Rescale the listing below by reproducing every line of it, requests included, with each bounding box coordinate in the answers multiplied by 0.6 and rounded to the nearest whole number, halves rounded up. Leave the sample coordinates in the expected formats unchanged.

◆ THE RECORDS ◆
----

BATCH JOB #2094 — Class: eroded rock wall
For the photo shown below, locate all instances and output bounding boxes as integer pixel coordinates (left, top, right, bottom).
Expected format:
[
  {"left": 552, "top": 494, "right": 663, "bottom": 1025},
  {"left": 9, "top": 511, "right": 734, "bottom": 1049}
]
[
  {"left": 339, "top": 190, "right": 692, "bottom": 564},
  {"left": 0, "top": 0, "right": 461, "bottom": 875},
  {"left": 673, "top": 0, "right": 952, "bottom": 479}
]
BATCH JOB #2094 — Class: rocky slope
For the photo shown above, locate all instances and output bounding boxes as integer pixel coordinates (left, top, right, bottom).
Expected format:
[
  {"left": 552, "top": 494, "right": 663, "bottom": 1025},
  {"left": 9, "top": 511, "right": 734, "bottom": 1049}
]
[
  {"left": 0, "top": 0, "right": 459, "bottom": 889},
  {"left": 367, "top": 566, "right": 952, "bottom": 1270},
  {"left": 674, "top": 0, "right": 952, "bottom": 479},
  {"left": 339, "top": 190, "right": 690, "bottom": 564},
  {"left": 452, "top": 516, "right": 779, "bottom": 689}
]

----

◆ RESULT FOR THIS TASK ◆
BATCH JOB #2094 — Class: eroded rock wall
For the photo shown below, locate all instances and output bounding boxes as integer pixel coordinates (left, top, right, bottom).
Expected format:
[
  {"left": 552, "top": 494, "right": 663, "bottom": 1025},
  {"left": 9, "top": 511, "right": 734, "bottom": 1049}
]
[
  {"left": 203, "top": 114, "right": 415, "bottom": 338},
  {"left": 0, "top": 0, "right": 277, "bottom": 525},
  {"left": 404, "top": 0, "right": 571, "bottom": 287}
]
BATCH JOB #2094 — Class: rocky slope
For the photo shown above, locate all instances and output bounding boxes as integer pixel coordinates (left, top, right, bottom).
Expected format:
[
  {"left": 552, "top": 494, "right": 663, "bottom": 1025},
  {"left": 9, "top": 511, "right": 734, "bottom": 1049}
]
[
  {"left": 0, "top": 0, "right": 275, "bottom": 533},
  {"left": 220, "top": 340, "right": 571, "bottom": 762},
  {"left": 404, "top": 0, "right": 571, "bottom": 287},
  {"left": 203, "top": 114, "right": 414, "bottom": 338},
  {"left": 271, "top": 310, "right": 467, "bottom": 413}
]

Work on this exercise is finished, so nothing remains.